# WHAT YOU HAVE TO DO
Every record that follows must be duplicated exactly, with images left out.

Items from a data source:
┄┄┄┄┄┄┄┄┄┄

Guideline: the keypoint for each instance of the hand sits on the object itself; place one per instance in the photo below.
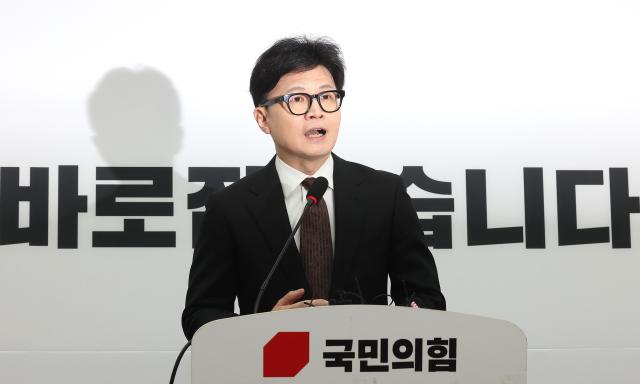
(292, 300)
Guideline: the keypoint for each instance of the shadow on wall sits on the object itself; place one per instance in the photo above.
(136, 118)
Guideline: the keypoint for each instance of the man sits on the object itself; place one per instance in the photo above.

┄┄┄┄┄┄┄┄┄┄

# REPLY TO THE TASK
Guideline: the keypoint for each instance of the hand sits on the object itself; place one per instance in the photo below.
(292, 300)
Guideline: the keypoint for each instance of the shadow on wall sits on the object itself; place one per instance in the photo above.
(136, 118)
Guideline: the keypoint for each instance of the man sits on the object itself; place one per instance in the photo above.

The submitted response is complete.